On Wednesday and Thursday, Huckabee made campaign stops in South Carolina. He is to speak at the Iowa Faith and Freedom Coalition's 15th annual Family Banquet and Presidential Forum on Sept. 19.

On Friday, former Secretary of State Hillary Rodham Clinton participated in an interview with MSNBC's Andrea Mitchell and spoke about health care in Puerto Rico.

The Democratic candidate for president visited New Hampshire on Saturday to be endorsed by U.S. Sen. Jeanne Shaheen and attend the kickoff event for New Hampshire Women for Hillary in Portsmouth.

Today and Monday she was scheduled to attend events in Iowa.

LAST WEEK OFF

Arkansas' all-Republican delegation returns to Washington this week after the August recess.

On Monday, U.S. Rep. Steve Womack attended a pro-Israel lunch at Cross Church in Rogers. On Tuesday, he met with Northwest Arkansas Council mayors and Chamber of Commerce executives in Springdale.

He also toured Mercy Home Health at the Center for Non-Profits at St. Mary's, a new Rogers fire station and Debbie's Family Pharmacy in Rogers. On Wednesday, he visited East Pointe Elementary and East Hills Middle School in Greenwood, and toured the Donald W. Reynolds Crisis Intervention Center in Fort Smith.

On Thursday, he attended the annual Ducommun Inc. employee barbecue and toured Christian T-shirt company Kerusso.

He toured the Central Arkansas Veterans Healthcare System clinic in Russellville on Friday.

On Saturday, Womack was to take his 2-year-old grandson, Kaden, to the Washington County Fair.

U.S. Rep. Bruce Westerman started the week by touring National Park Community College in Hot Springs on Monday, and speaking about Congress and civics to an American government class. He met with management officials at Pilgrim's Pride in De Queen and toured Nidec Motor Corp. in Mena.

On Tuesday, Westerman toured Henderson State and Ouachita Baptist universities in Arkadelphia, had lunch with Arkadelphia Chamber of Commerce officials, and visited Georgia Pacific in Gurdon.

****

▸ **Parts of the exercise**
**a.** In the excerpt, which company did Bruce Westerman visit in Gurdon?
**b.** Write out the excerpt's text from "He also toured" to "Washington County Fair.".
The records have no connection to the excerpt.

****

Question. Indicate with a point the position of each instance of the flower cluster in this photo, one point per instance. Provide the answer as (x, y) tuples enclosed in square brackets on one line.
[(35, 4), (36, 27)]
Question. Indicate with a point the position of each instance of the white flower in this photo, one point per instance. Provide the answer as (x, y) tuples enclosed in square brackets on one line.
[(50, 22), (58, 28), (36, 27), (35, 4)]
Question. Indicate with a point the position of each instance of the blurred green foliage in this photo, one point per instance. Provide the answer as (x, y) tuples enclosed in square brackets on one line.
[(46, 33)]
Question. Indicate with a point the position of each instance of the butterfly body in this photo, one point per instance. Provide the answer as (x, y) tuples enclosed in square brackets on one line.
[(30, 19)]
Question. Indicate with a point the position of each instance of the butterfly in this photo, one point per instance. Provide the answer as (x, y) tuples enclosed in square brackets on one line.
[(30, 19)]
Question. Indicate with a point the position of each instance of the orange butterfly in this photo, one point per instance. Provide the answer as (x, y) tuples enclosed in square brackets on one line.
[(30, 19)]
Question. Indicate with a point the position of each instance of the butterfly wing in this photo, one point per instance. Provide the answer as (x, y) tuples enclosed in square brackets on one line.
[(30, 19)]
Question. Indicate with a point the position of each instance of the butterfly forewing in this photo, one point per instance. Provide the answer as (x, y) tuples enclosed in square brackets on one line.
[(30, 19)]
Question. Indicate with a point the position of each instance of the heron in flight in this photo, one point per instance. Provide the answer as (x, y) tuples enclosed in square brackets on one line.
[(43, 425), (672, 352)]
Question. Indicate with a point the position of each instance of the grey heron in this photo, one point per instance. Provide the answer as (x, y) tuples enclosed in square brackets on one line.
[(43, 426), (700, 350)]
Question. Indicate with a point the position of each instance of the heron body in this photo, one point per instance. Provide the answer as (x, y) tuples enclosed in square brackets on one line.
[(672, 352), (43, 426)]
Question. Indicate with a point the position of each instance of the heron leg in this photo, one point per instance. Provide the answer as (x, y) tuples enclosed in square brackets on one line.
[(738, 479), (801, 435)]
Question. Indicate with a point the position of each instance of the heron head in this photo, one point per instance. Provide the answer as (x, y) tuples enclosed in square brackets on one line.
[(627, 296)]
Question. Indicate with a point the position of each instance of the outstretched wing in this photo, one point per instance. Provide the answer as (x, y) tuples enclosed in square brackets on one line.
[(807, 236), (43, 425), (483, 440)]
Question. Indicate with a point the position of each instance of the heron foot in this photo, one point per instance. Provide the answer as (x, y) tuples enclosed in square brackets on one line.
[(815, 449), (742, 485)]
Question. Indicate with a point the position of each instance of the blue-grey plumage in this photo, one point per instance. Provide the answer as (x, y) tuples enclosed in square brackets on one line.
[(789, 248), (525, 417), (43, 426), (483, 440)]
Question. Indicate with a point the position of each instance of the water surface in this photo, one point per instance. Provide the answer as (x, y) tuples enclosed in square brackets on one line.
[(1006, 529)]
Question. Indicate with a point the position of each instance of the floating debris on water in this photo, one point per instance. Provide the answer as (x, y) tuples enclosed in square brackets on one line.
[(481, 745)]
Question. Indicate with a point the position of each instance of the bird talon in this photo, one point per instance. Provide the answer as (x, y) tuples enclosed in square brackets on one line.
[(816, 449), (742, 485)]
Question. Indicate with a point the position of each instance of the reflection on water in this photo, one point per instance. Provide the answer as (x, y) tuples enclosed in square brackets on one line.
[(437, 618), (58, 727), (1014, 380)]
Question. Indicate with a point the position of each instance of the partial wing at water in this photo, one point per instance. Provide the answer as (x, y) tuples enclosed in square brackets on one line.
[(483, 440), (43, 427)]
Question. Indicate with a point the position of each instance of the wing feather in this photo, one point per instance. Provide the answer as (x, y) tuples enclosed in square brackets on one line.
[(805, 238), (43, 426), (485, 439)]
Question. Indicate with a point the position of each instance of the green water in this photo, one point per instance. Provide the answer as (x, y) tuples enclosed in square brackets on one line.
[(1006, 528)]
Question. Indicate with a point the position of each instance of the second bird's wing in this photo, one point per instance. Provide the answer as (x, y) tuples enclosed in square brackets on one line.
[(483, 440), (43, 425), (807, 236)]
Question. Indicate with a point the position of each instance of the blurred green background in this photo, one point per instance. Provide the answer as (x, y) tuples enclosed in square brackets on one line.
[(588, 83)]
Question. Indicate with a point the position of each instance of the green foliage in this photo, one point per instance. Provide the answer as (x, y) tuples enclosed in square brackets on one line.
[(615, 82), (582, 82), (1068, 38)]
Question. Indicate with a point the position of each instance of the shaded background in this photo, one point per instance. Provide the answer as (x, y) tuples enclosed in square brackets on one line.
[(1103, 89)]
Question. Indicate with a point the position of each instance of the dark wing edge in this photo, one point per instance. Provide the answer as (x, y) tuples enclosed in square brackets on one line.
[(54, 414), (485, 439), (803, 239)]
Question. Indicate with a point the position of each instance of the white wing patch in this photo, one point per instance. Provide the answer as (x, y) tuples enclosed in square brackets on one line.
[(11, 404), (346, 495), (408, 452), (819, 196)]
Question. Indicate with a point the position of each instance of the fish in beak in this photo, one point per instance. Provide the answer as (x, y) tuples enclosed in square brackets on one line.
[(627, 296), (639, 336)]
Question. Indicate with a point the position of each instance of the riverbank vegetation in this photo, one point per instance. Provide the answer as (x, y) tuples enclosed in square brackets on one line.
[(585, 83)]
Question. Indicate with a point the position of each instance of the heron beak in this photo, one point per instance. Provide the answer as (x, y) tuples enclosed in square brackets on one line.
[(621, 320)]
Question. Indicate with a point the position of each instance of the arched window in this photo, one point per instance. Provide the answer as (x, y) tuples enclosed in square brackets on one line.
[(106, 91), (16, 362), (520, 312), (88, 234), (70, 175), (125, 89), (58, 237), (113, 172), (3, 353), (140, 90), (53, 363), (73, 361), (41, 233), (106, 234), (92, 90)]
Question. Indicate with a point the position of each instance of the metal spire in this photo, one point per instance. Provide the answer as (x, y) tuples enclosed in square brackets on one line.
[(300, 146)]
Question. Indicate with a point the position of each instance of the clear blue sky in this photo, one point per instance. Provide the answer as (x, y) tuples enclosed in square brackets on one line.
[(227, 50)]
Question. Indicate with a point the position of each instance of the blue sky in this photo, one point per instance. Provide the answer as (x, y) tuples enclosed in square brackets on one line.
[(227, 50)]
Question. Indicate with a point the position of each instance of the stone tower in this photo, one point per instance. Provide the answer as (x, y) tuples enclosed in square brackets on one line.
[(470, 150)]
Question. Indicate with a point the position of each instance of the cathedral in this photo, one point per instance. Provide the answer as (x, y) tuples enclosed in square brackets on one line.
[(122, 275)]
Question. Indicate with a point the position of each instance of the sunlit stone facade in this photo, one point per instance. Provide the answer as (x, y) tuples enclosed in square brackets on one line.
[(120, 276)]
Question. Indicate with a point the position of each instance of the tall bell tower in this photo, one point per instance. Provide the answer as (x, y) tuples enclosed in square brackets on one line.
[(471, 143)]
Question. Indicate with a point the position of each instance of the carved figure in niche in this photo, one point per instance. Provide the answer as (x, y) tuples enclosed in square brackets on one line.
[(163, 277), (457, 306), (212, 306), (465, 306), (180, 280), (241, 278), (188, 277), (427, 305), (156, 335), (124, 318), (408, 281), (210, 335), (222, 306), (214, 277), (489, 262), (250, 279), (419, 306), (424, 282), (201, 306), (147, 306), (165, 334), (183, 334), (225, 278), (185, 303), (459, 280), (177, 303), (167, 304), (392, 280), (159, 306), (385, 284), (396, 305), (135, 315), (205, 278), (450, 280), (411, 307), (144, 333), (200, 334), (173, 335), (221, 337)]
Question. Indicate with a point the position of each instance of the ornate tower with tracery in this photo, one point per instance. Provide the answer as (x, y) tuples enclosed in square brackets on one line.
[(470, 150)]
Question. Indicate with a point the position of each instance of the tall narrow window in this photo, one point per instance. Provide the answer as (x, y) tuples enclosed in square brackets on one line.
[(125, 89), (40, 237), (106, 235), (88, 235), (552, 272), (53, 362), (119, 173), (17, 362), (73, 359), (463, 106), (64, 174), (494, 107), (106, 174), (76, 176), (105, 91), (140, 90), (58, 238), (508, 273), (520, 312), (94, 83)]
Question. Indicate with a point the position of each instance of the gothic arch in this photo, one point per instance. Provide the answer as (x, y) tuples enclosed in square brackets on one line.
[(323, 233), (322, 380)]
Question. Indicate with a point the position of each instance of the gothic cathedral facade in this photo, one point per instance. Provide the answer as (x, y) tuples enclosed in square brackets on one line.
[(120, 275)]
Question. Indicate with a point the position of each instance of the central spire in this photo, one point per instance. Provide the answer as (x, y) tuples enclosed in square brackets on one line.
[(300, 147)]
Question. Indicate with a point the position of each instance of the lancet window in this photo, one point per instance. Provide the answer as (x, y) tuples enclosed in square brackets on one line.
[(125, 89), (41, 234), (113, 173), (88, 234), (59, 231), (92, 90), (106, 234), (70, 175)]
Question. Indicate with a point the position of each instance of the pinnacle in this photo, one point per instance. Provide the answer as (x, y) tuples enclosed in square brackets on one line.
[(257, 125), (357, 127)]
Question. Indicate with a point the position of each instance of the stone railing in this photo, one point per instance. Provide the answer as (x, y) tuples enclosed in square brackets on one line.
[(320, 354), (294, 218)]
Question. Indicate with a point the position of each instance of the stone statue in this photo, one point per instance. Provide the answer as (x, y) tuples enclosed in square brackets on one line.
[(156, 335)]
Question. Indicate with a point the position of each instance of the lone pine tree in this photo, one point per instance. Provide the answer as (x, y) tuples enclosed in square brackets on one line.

****

▸ **Answers to each task**
**a.** Georgia Pacific

**b.**
He also toured Mercy Home Health at the Center for Non-Profits at St. Mary's, a new Rogers fire station and Debbie's Family Pharmacy in Rogers. On Wednesday, he visited East Pointe Elementary and East Hills Middle School in Greenwood, and toured the Donald W. Reynolds Crisis Intervention Center in Fort Smith.

On Thursday, he attended the annual Ducommun Inc. employee barbecue and toured Christian T-shirt company Kerusso.

He toured the Central Arkansas Veterans Healthcare System clinic in Russellville on Friday.

On Saturday, Womack was to take his 2-year-old grandson, Kaden, to the Washington County Fair.